- **Request**
In the records below, find the line containing "Locate the pressure", then extract that line and all subsequent lines exactly, leaving out everything else.

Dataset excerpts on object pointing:
* * * * *

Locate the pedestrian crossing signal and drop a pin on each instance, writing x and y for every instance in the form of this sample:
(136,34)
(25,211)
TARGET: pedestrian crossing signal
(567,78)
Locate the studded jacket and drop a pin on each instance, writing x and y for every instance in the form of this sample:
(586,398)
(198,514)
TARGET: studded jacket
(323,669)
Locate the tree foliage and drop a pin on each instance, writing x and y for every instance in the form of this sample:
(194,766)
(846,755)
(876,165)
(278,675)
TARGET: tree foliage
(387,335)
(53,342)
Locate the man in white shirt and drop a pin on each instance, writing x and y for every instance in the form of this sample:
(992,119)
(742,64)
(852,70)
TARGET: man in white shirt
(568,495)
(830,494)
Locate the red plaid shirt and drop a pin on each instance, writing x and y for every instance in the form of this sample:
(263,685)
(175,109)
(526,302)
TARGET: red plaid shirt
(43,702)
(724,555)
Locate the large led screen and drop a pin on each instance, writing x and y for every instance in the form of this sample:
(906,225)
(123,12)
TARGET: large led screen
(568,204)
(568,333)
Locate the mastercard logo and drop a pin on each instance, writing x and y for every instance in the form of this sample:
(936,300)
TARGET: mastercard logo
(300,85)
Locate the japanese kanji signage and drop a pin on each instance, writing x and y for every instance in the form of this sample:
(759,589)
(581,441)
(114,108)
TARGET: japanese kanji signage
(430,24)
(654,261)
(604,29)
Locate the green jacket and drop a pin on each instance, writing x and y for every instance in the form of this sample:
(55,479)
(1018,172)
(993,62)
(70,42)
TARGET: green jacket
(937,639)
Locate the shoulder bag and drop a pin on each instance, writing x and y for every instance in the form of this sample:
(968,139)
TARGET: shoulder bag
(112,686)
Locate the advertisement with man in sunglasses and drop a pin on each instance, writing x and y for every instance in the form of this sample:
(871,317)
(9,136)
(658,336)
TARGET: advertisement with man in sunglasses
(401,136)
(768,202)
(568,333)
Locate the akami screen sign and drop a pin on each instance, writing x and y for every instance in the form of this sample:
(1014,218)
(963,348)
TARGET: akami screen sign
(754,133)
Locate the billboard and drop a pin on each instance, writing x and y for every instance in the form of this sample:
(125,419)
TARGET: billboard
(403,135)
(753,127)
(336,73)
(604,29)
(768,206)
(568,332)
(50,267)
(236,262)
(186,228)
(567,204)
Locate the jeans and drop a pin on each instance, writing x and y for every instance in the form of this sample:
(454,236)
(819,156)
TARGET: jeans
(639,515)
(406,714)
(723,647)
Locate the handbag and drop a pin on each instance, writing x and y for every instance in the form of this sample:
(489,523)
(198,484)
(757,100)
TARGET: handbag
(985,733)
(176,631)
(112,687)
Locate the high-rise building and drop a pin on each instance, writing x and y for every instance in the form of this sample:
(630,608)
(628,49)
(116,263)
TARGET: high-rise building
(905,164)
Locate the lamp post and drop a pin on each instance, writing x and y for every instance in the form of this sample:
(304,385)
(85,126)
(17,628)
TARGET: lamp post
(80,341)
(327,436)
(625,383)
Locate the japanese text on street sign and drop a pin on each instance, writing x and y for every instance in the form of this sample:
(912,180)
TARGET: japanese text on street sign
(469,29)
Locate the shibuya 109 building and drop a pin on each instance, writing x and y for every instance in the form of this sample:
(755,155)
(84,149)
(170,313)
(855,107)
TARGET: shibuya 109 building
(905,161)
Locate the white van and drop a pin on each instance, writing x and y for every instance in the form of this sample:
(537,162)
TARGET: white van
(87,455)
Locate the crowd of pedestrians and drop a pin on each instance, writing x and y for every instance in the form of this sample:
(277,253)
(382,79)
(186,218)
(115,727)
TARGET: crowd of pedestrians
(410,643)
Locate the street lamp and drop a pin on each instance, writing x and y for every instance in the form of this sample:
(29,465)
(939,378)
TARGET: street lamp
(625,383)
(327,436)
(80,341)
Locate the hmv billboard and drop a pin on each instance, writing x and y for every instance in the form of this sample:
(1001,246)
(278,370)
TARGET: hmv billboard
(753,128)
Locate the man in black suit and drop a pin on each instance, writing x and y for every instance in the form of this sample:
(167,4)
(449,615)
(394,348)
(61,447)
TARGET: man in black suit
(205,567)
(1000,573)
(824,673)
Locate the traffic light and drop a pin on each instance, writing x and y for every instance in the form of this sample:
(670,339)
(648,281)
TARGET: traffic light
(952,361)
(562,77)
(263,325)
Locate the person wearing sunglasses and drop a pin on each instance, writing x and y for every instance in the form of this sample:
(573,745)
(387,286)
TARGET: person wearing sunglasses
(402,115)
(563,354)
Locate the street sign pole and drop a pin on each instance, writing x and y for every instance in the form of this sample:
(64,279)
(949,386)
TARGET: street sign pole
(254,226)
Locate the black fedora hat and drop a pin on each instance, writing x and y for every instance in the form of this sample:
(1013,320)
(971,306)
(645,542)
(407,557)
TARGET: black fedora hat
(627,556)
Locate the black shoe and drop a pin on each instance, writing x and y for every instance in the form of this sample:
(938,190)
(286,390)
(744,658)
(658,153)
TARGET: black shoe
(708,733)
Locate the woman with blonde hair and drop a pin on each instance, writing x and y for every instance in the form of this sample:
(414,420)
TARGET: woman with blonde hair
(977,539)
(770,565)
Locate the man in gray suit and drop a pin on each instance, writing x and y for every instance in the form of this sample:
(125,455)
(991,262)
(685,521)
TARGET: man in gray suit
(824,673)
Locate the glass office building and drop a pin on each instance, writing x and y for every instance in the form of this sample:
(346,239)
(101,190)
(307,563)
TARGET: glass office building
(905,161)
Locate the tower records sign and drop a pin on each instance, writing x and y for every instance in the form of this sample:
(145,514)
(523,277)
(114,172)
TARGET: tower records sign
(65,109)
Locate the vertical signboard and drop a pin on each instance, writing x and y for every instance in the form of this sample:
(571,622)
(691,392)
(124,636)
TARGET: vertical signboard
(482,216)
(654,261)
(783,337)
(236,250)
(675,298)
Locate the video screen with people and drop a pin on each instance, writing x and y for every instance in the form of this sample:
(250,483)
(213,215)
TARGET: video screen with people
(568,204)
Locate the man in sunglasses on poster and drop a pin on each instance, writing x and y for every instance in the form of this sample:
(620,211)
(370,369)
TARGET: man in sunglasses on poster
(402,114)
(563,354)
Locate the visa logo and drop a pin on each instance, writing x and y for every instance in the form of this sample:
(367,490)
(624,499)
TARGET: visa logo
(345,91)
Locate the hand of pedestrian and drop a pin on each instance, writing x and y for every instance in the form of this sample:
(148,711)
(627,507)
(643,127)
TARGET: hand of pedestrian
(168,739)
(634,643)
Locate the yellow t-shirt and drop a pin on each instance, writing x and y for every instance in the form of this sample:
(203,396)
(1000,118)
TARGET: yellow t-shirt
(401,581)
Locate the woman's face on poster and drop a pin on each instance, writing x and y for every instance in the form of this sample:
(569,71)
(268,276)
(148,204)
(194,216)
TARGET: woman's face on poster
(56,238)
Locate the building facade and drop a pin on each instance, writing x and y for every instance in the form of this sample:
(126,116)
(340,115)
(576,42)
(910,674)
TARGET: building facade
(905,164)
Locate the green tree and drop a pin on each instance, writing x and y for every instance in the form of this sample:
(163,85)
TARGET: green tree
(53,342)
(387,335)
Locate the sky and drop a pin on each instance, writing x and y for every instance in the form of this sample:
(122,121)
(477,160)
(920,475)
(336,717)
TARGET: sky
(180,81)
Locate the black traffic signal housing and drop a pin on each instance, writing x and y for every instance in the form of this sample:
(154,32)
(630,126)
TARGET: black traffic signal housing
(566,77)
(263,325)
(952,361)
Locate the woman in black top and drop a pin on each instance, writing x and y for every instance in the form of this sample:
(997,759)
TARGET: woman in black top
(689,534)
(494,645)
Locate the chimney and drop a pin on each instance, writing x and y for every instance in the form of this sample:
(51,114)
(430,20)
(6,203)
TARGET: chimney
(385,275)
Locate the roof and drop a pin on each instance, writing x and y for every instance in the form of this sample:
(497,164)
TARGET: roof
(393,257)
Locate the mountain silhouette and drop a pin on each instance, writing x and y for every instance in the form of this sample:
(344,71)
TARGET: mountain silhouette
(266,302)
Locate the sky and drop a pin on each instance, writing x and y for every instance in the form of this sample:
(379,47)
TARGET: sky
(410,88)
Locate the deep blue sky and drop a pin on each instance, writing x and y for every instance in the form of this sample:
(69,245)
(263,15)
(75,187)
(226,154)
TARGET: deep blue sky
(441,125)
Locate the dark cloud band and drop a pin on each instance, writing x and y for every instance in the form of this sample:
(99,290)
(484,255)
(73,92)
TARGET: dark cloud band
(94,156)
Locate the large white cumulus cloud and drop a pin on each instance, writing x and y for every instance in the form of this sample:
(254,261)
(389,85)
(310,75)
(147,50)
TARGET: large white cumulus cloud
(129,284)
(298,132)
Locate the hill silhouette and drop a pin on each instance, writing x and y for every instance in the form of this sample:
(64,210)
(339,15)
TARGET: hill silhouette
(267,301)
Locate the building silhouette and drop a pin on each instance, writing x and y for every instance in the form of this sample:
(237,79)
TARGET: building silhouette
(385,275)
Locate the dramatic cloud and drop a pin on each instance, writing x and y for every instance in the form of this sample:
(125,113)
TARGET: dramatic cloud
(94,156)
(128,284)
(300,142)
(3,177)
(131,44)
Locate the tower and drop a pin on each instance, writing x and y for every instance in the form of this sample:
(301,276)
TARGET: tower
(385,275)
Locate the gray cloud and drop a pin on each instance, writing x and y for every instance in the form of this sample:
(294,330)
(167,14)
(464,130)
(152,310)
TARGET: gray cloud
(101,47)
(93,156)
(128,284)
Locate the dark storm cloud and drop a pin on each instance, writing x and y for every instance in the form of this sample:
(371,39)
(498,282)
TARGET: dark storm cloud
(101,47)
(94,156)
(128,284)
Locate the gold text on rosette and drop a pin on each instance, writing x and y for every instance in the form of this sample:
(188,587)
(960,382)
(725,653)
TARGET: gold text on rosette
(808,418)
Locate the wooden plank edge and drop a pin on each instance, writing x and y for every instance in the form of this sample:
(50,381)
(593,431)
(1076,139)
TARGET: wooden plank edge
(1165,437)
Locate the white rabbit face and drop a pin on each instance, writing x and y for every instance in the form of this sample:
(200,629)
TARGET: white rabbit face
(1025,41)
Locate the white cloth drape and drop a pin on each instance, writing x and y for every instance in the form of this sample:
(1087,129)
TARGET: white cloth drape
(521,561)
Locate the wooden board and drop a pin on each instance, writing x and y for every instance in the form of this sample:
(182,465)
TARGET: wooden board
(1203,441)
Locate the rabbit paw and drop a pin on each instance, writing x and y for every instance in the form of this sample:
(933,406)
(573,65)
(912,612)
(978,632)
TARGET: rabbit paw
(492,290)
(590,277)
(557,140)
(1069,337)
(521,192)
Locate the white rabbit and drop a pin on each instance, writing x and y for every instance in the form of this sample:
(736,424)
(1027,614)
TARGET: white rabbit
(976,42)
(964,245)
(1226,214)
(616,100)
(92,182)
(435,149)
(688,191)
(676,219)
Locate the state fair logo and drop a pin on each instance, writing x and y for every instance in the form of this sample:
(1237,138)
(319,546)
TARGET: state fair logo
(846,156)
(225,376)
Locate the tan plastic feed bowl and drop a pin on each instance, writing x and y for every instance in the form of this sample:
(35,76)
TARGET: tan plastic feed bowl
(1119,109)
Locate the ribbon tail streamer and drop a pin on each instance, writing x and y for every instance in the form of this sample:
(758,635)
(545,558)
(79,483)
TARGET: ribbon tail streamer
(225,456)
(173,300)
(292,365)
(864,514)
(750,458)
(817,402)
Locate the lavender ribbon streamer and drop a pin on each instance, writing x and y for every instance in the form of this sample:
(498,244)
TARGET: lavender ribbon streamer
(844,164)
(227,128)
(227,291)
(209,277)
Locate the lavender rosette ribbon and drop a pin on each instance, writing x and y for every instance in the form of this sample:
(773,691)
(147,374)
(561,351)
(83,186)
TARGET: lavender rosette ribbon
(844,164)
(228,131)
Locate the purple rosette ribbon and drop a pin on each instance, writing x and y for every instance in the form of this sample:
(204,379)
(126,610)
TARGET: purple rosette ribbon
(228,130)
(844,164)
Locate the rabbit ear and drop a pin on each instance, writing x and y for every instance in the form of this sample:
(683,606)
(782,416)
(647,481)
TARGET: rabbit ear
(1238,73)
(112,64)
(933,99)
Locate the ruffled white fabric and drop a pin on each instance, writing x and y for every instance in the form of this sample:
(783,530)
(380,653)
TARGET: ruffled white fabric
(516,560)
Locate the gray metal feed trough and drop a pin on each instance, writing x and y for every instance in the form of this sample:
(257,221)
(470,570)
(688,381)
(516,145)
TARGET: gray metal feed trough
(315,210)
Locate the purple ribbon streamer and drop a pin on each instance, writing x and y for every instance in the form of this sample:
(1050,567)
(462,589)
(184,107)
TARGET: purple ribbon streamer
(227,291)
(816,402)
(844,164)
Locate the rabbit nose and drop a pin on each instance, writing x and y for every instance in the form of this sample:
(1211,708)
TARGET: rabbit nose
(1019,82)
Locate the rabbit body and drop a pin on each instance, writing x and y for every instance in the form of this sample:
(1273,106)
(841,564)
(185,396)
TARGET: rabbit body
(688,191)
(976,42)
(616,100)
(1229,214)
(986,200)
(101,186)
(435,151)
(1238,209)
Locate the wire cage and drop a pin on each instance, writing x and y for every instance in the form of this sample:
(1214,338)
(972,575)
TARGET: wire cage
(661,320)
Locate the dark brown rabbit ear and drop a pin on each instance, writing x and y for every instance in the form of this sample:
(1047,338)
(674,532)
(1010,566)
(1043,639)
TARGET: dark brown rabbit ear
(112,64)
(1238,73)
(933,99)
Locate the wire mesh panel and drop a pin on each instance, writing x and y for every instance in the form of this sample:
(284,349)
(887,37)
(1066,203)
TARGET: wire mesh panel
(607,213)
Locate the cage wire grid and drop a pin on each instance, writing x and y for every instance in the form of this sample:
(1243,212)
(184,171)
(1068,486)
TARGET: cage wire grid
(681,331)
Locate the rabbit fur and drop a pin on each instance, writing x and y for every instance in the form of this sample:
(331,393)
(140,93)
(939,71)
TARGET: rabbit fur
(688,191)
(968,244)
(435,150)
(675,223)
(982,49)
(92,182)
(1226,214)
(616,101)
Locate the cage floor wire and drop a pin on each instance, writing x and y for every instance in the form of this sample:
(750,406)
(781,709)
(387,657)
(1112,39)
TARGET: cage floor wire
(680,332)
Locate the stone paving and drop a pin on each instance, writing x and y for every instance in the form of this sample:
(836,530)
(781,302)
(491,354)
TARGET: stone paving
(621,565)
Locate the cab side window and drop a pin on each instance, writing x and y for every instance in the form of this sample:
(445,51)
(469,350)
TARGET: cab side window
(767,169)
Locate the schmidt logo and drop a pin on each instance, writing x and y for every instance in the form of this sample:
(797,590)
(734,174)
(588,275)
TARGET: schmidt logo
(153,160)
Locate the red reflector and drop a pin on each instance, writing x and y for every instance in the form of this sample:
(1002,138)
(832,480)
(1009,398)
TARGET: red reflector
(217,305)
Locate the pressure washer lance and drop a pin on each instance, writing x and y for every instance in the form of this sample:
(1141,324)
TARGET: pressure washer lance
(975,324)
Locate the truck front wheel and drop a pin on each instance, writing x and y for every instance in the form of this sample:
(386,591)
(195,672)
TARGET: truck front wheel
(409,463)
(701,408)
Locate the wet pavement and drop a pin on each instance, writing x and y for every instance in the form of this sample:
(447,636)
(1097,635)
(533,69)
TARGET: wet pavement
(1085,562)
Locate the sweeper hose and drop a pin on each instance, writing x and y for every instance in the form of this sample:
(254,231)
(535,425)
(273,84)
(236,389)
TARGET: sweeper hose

* * * * *

- **Solution to the problem**
Locate the pressure washer lance and drop a pin on each instance, writing x and y for every instance in the form of this sample:
(1141,324)
TARGET: pressure washer lance
(975,324)
Locate the truck front wheel and drop a pin on each instance, writing x and y for every instance in the form of this sample:
(386,591)
(195,672)
TARGET: truck front wheel
(409,463)
(701,408)
Locate the wet pavement and drop a pin on each instance, writing x and y for every instance in the form of this sample:
(447,636)
(1097,635)
(533,69)
TARGET: wet pavement
(1085,562)
Locate the sweeper hose and drop a pin on each instance, writing x and y for every instance in the form of this sample:
(254,231)
(535,425)
(273,84)
(236,389)
TARGET: sweeper hose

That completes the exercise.